TASK INPUT -
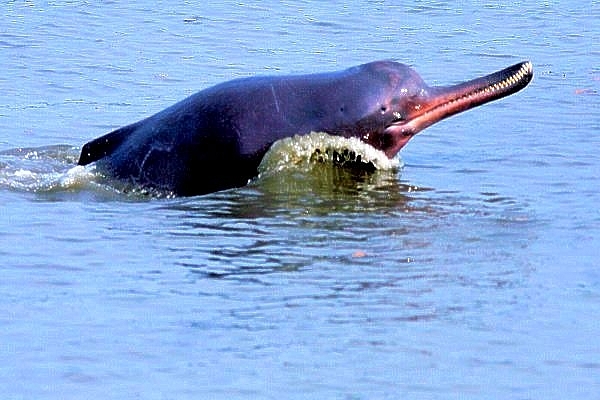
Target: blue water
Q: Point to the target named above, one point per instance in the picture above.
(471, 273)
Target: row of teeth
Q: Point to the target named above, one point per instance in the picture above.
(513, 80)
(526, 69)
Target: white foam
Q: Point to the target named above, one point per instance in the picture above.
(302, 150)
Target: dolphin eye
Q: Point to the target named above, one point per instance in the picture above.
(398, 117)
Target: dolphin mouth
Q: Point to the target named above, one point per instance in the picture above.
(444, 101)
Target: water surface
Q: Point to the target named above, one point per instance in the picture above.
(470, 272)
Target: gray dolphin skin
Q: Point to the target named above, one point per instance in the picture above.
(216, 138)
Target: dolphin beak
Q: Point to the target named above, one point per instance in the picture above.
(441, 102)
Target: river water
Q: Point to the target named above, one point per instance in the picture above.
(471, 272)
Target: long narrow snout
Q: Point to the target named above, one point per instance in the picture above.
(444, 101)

THE PROBLEM -
Copy the material word for word, starting at the line that contains "Target: river water" and continuing through its final line.

OUTPUT OF THE TASK -
Target: river water
Q: Point to the target named above, one point per instance in the picture above.
(471, 272)
Target: long narrow snout
Q: Point to the target named above, one point per instance in the picture above.
(444, 101)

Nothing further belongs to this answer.